Making Joseph Goebbels Proud

Making Joseph Goebbels Proud

This is propaganda.  This is from the cartel.  Here is my analysis of their article.

Do some surgeons do unnecessary surgery?  I used to think that surgeons who do unnecessary surgery do so whether they have an ownership interest in a facility, or not.  I now know that those who are most likely to engage in this practice are not the facility owners.  I know this because facilities like mine shun unethical surgeons, as the risk of this unethical practice is shared by all of the partners.  No one in my partnership wants to be associated with charlatans.  These unethical individuals tarnish the reputations of everyone around them.  Anesthesiologists in big hospitals that have no say about which surgeons they work with, are forced to act as accomplices when saddled with unethical and incompetent surgeons.  As physician owners we have control of who works at our facility and just as important, who doesn’t.  Talented and ethical surgeons migrate to facilities they can own partly so they don’t have to associate with the unethical and incompetent.  They also have control of quality issues and benefit from efficient service unavailable to them at the big hospitals. Participating in a share of the profits inclines the owners to explore further efficiencies and invariably leads to an ownership “pride” that serves as insulation against any temptation to include the charlatans.  ”The Surgery Center of Oklahoma?  That’s my facility!” Our partners have no problem proclaiming this to anyone within ear shot.

■ Exercises to complete
(a) In the commentary on physician-owned surgery centers, what facility do the partners readily proclaim as theirs?
(b) Write a continuation of the commentary on physician-owned surgery centers, picking up after its final sentence.

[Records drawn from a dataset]
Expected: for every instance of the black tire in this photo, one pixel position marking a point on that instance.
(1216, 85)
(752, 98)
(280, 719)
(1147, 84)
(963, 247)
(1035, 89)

■ Responses per task
(a) The Surgery Center of Oklahoma.

(b)
A note on context.  Unnecessary surgical procedures are more of an indictment of the absence of free market discipline than an indictment of unethical doctors.  Government and other third party payment arrangements financially separate the physician from the patient and unnecessary surgery is a predictable consequence.  The article linked to above uses worker’s compensation case data as a reference.  There is no more dysfunctional third party arrangement than worker’s compensation. 

Do surgeons do more surgery once they work at a more efficient, physician-owned facility?  Here is the story of one of our surgeons.  A typical surgical day was 3 ear tube placement surgeries, 4 tonsillectomies and two sinus surgeries.  At the big hospital he was scheduled to begin at 730am.  He never started before 8:00 or 8:15 for some reason.  The “turnover time” (the time it takes to clean a surgery room and get it ready for the next case) was usually 45 minutes to 1 hour, so he “lost” an hour between cases.  This surgical schedule, these 9 cases, took all day.  It was not uncommon for him to operate past 5pm with a schedule like this.  And this was before the implementation of the electronic medical records system.  Now it is much worse, adding an additional 20-35 minutes to the “turnover times.”  

This same surgeon will finish this surgical schedule at our facility before noon.  Utilizing multiple surgical suites and overstaffing our anesthesia group allows us to “gang up on him.”  He has two operating rooms and two operating crews and two anesthesiologists. He has no down time between cases.  This is not rocket science.  This is the best utilization of his time and that of the facility.  

What does he do with the half a day he now has, that he wouldn’t have if he’d done these surgical procedures at the hospital?  This hardworking surgeon was able to spend the afternoon in his clinic.  The more patients a surgeon sees and the more time spent in their clinic, the more likely they will discover surgical illness.  So now he does more surgery.  Patients can get in to see him easier because he has this clinic time that essentially was created by his participation in our facility.  His larger surgical caseload is hardly an indictment of his ethics.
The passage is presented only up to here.